**The problem:** Find every line in the dataset rows below that contains the word "circular" and copy each one out. Matching is case-sensitive.
------ Recorded information ------
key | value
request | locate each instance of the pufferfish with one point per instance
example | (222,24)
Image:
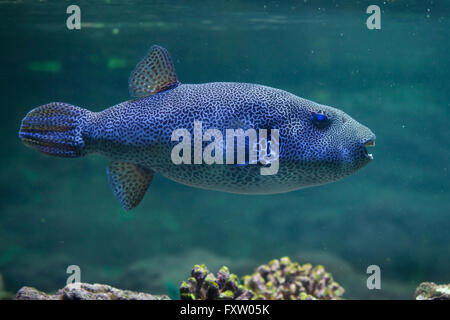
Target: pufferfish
(316,144)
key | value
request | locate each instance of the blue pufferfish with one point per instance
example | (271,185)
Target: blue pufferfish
(317,144)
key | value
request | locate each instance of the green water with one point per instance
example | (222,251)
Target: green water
(394,213)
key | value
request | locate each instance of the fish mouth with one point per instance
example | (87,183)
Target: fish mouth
(368,143)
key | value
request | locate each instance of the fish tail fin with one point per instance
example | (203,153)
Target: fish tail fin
(55,129)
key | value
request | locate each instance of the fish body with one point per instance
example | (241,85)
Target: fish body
(316,144)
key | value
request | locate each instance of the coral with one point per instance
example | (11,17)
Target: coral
(279,280)
(203,285)
(4,294)
(86,291)
(286,280)
(432,291)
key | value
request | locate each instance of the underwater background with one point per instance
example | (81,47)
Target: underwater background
(393,213)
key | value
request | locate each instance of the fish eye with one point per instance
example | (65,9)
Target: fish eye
(320,120)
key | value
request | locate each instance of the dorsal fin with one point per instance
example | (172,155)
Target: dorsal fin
(155,73)
(129,182)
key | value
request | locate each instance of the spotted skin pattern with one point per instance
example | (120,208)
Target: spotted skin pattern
(139,132)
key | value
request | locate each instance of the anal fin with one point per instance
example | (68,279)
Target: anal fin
(129,182)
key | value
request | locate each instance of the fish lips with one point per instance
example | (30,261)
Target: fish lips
(368,143)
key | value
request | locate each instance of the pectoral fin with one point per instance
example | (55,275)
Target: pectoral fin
(129,182)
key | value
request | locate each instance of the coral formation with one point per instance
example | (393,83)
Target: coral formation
(86,291)
(203,285)
(286,280)
(3,293)
(279,280)
(432,291)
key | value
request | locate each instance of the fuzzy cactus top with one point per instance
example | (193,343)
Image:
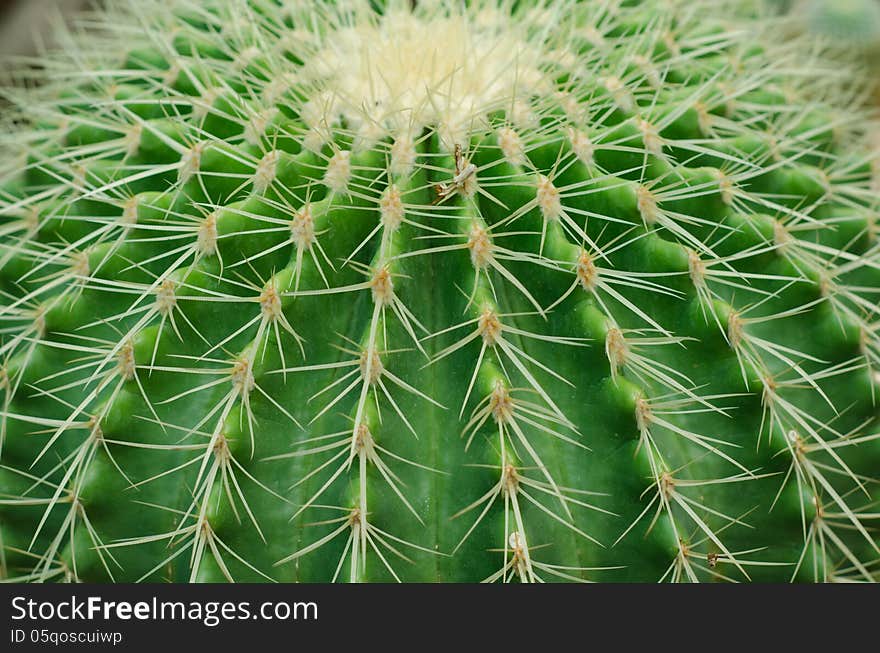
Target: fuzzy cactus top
(346,290)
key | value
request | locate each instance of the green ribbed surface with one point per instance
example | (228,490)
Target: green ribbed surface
(665,301)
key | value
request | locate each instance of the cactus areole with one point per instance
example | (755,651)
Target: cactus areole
(506,291)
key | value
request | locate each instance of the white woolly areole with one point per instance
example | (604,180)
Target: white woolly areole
(408,71)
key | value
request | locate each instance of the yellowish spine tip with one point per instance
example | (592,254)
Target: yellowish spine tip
(548,199)
(511,146)
(265,173)
(391,208)
(480,245)
(338,172)
(302,228)
(206,241)
(489,327)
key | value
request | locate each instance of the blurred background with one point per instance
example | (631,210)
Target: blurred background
(24,23)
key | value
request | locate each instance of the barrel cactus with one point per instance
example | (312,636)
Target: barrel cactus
(343,290)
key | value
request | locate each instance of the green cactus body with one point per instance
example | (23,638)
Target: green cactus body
(517,291)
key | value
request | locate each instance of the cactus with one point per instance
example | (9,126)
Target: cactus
(505,291)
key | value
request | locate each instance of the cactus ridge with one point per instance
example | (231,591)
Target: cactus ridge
(343,290)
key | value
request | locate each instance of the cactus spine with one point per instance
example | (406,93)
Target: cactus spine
(497,291)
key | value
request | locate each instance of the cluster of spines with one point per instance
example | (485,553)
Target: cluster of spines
(646,204)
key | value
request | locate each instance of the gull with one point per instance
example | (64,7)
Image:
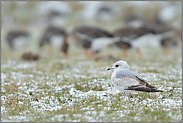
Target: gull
(129,81)
(91,38)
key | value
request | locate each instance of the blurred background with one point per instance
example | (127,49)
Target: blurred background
(31,19)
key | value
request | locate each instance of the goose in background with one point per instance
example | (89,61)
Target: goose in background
(17,39)
(129,37)
(91,38)
(56,37)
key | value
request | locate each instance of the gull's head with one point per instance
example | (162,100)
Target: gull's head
(119,65)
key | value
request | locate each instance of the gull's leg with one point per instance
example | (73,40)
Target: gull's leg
(129,96)
(139,53)
(125,53)
(87,53)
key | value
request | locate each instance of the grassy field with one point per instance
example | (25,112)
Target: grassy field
(55,89)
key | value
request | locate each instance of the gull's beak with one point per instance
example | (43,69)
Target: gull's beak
(110,68)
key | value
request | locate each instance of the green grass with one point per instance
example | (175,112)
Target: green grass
(75,89)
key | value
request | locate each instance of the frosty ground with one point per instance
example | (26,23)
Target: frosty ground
(79,89)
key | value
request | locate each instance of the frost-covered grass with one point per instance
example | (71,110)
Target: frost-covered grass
(79,89)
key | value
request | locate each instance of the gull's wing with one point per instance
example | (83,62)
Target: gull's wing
(131,80)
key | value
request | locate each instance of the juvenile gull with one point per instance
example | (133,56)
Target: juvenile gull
(129,81)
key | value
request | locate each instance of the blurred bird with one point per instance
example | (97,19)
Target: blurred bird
(149,34)
(129,38)
(91,38)
(56,37)
(129,81)
(17,39)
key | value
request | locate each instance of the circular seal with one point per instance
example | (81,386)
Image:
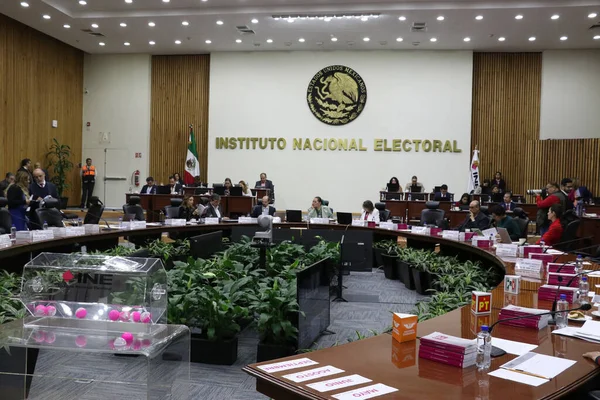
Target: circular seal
(336,95)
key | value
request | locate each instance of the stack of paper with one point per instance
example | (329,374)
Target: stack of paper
(448,349)
(548,292)
(533,320)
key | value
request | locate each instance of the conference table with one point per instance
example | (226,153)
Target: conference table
(383,360)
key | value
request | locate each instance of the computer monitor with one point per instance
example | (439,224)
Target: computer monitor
(344,218)
(293,215)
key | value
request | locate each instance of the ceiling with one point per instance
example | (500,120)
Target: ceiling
(386,31)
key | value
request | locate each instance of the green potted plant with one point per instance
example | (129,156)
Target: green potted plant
(59,158)
(275,307)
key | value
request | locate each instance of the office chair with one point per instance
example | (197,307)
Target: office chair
(5,219)
(522,221)
(95,211)
(432,215)
(384,214)
(133,208)
(50,214)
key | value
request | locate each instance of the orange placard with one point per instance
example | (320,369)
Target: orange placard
(404,327)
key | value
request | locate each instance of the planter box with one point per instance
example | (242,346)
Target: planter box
(266,352)
(220,352)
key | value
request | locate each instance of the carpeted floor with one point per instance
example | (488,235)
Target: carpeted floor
(380,297)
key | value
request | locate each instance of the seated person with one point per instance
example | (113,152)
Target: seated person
(501,220)
(476,219)
(370,213)
(554,233)
(318,210)
(149,187)
(464,201)
(393,185)
(443,194)
(415,183)
(263,209)
(187,209)
(507,202)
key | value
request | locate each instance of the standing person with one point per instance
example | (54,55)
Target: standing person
(17,195)
(88,180)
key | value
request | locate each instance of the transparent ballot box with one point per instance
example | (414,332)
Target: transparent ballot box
(88,287)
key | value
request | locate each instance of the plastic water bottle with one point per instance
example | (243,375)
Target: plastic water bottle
(561,315)
(484,348)
(582,293)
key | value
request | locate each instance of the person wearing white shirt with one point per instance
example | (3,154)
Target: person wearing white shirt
(370,213)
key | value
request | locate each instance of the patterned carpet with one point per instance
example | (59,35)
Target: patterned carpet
(209,382)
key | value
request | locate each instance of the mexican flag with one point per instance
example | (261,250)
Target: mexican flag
(192,166)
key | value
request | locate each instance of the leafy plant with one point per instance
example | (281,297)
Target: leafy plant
(58,157)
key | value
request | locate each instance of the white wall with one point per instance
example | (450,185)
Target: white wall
(570,94)
(117,102)
(411,95)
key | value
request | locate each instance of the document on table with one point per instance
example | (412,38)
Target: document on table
(538,365)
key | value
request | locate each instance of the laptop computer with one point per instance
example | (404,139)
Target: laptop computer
(293,215)
(344,218)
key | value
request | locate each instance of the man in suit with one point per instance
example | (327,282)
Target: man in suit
(476,219)
(174,187)
(149,187)
(264,183)
(507,202)
(443,194)
(263,209)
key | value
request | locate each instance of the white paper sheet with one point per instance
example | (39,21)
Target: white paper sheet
(518,377)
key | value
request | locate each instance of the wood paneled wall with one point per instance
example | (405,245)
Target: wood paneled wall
(506,127)
(41,79)
(180,90)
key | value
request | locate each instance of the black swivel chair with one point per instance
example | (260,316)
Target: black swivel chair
(384,214)
(5,219)
(50,214)
(133,208)
(432,215)
(95,211)
(522,221)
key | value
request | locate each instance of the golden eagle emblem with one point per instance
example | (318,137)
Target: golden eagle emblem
(336,95)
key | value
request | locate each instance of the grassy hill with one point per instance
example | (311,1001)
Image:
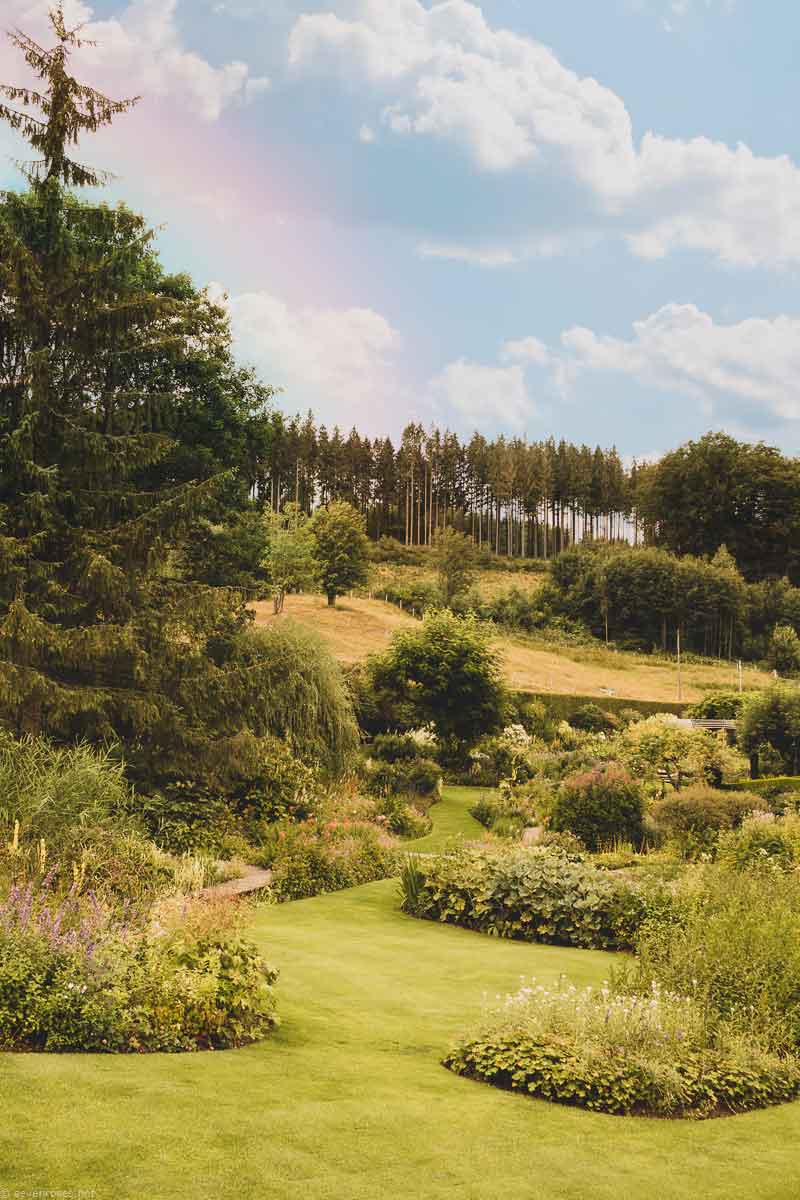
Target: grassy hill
(360,627)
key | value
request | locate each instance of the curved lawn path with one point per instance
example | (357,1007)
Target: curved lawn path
(348,1102)
(451,819)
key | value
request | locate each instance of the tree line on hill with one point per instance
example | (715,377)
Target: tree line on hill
(533,499)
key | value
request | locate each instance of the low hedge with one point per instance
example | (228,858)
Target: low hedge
(563,707)
(529,894)
(318,857)
(770,786)
(709,1085)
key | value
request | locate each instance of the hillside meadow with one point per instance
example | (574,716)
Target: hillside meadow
(361,627)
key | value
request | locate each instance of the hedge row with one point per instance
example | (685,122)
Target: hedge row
(564,707)
(770,786)
(529,894)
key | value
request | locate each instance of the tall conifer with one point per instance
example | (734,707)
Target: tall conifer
(95,639)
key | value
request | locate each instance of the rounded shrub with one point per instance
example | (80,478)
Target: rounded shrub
(693,819)
(396,748)
(421,777)
(600,807)
(591,719)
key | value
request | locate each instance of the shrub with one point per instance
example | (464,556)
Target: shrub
(762,840)
(693,819)
(416,778)
(611,1053)
(503,756)
(530,894)
(734,947)
(600,807)
(507,811)
(76,976)
(661,748)
(771,718)
(591,719)
(449,675)
(187,815)
(396,748)
(783,651)
(317,857)
(721,706)
(780,791)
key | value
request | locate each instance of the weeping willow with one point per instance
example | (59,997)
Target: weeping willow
(302,693)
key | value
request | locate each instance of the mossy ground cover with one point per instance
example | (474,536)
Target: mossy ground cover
(348,1101)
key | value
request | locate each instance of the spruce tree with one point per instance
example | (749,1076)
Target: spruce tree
(96,641)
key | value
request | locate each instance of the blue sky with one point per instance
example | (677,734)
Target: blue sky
(577,219)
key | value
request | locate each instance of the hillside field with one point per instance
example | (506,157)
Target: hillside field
(358,628)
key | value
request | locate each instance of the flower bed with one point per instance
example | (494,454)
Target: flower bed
(77,975)
(531,894)
(625,1055)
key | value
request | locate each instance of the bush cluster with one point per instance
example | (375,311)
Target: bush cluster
(693,819)
(735,947)
(530,894)
(316,857)
(188,815)
(600,807)
(609,1053)
(74,975)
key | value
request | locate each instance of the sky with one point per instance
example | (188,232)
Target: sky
(577,220)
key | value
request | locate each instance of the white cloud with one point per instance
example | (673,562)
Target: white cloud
(483,397)
(474,256)
(140,52)
(337,360)
(501,256)
(528,349)
(509,101)
(681,349)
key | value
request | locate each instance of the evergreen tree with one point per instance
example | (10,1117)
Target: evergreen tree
(95,640)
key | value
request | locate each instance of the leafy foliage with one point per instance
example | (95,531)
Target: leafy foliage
(302,694)
(318,857)
(97,640)
(609,1053)
(600,807)
(783,652)
(536,895)
(76,976)
(455,558)
(342,549)
(660,744)
(734,947)
(719,491)
(693,819)
(449,675)
(289,558)
(770,720)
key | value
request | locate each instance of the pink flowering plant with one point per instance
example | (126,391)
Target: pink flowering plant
(656,1053)
(77,973)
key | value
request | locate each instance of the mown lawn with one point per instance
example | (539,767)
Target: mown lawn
(348,1102)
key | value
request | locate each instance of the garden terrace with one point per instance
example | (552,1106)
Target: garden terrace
(348,1098)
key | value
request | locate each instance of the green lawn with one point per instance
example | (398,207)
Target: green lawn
(348,1102)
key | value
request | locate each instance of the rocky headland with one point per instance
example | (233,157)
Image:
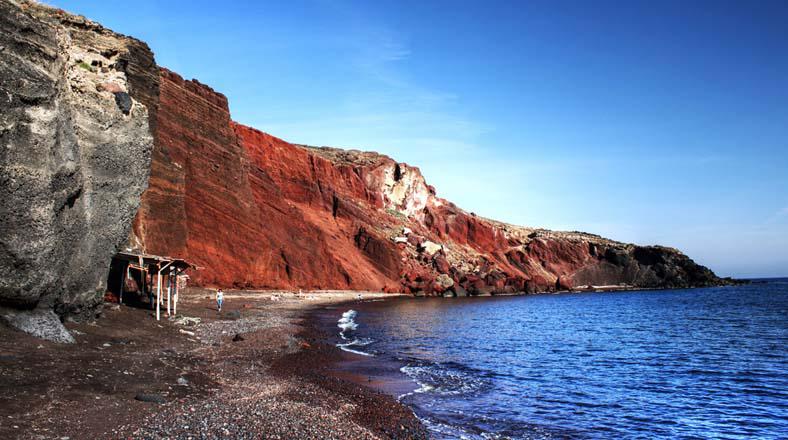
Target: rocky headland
(104,150)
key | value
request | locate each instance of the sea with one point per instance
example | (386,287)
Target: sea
(690,363)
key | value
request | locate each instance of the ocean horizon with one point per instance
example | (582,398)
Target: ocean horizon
(690,363)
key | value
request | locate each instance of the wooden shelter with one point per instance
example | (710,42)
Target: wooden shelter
(162,270)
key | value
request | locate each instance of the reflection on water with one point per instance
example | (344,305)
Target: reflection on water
(704,362)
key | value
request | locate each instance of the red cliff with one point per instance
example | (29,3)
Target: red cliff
(258,212)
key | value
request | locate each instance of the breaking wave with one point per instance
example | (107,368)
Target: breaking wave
(445,379)
(347,324)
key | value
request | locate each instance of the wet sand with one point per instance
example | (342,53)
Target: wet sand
(257,370)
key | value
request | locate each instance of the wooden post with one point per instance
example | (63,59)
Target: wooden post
(175,294)
(158,297)
(169,288)
(123,284)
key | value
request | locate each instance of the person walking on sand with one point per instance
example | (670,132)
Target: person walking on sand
(219,299)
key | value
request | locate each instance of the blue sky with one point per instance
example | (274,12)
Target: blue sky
(649,122)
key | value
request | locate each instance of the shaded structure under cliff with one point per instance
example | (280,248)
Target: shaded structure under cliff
(89,122)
------
**Response to the exercise:**
request | locate each instance of the circular seal with one point per instance
Target: circular seal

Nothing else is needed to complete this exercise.